Given text:

The terms of delivery for the remaining two contracted coal sales of 80 000 t each to an Asian customer, entered into in May 2021, are the subject of ongoing negotiation with the customer. Any material developments in this regard will be advised by the company in due course.

The Board is in the process of considering additional equity raising activities to complete the desired funding package for optimisation of its portfolio of assets.

The Board’s immediate objective is for the company to reach steady state production at both mines by the end of the December 2022 quarter relying on the Marco fixed price off-take contract and loan for capital investment and working capital. With an effective one-year hedge against price volatility at a favourable fixed coal price per tonne, management can focus on optimising performance, productivity, and driving unit costs down in readiness for a lower price environment, if that is what late 2023 brings.

The strategic review also noted key opportunities including the following.

  • New Elk mine has significant potential if manpower can be secured and equipment reliability improved.
  • New Elk low sulfur coal (unlike most US coal supplied into the European energy coal market) is an attractive alternative to low sulfur Russian thermal coal. Potential remains with interest from the Asian steel mills as an alternative supply of semi-coking coal to Hunter Valley.
  • Black Warrior mine can also pivot to supply high energy thermal coal, especially when blended with New Elk, to take advantage of the European energy coal market and is positioned well in Alabama to do so.
  • Expansion opportunities at Black Warrior have been recognised and will be further evaluated.
  • Washing both New Elk and Black Warrior coal at a higher specific gravity for a higher ash product, and in some cases by-passing some Black Warrior coal from washing altogether, will improve yield and reduce unit costs while this coal is supplied into the thermal market.
  • Black Warrior mine can maintain future flexibility to pivot back to hard coking coal when appropriate low ash blending coal is available and will look to continue trial cargos to both European and Asian steel mills during this fixed price period.
  • The Short Creek Project is highly prospective in the medium to long term. Completion of acquisition is not finalised due to delay by the Alabama Environmental Agency in splitting the water permit between the surface coal lease and the underground coal lease. The company will assess means of financing completion.
  • The Tenas Project remains a long-term project of merit. Internal analysis of strategic investment options will be undertaken subject to successful environmental assessment application.

Prompt 1:
Please reproduce the passage of the coal mining update word for word, starting at "The Board is" and ending at "including the following.".
Prompt 2:
In the coal mining update, by the end of which quarter does the Board aim to reach steady state production at both mines?

Collected data entries
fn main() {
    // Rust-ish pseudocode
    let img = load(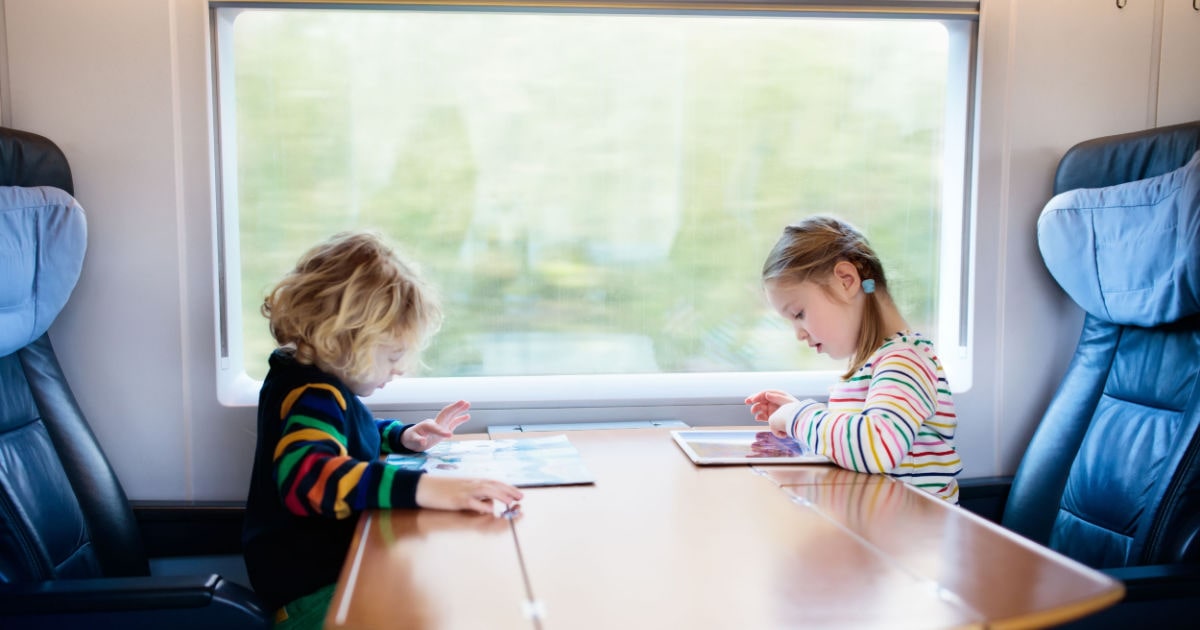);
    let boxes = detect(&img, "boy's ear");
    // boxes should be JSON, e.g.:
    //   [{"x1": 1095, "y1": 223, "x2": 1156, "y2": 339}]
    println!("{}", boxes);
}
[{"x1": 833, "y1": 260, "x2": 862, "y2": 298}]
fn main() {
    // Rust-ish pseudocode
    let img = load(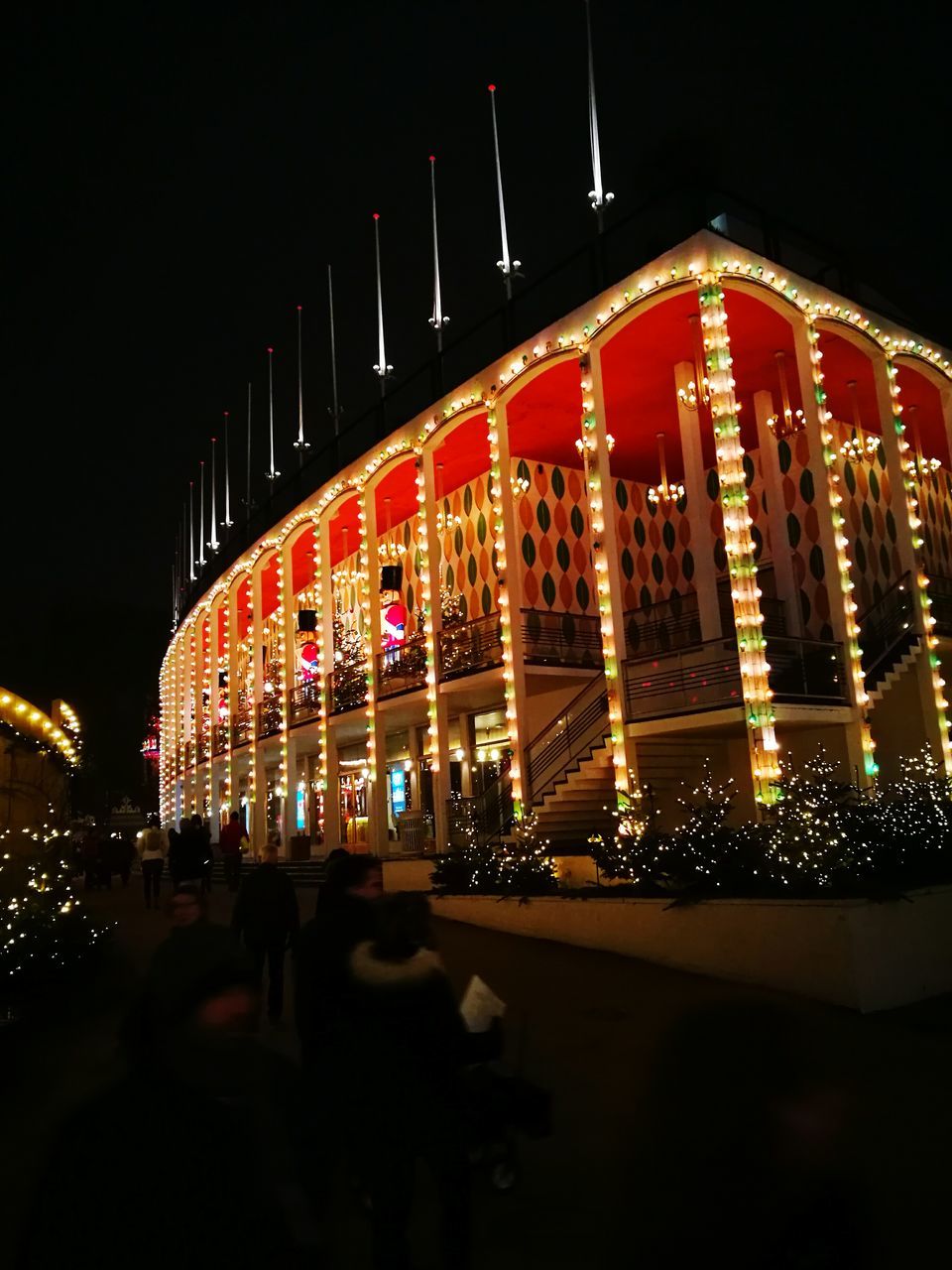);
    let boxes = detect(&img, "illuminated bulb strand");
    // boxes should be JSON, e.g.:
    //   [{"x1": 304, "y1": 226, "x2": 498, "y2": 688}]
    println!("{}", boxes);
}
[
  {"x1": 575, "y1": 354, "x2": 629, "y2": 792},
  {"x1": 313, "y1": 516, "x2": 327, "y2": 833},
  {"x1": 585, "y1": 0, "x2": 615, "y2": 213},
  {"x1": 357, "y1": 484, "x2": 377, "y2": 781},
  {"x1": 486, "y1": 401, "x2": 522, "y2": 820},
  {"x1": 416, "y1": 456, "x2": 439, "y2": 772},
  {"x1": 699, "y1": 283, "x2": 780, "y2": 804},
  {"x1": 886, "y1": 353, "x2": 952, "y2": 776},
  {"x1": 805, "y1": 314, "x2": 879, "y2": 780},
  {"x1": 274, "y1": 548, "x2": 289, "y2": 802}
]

Solution 1:
The Board is in the process of considering additional equity raising activities to complete the desired funding package for optimisation of its portfolio of assets.

The Board’s immediate objective is for the company to reach steady state production at both mines by the end of the December 2022 quarter relying on the Marco fixed price off-take contract and loan for capital investment and working capital. With an effective one-year hedge against price volatility at a favourable fixed coal price per tonne, management can focus on optimising performance, productivity, and driving unit costs down in readiness for a lower price environment, if that is what late 2023 brings.

The strategic review also noted key opportunities including the following.

Solution 2:
The December 2022 quarter.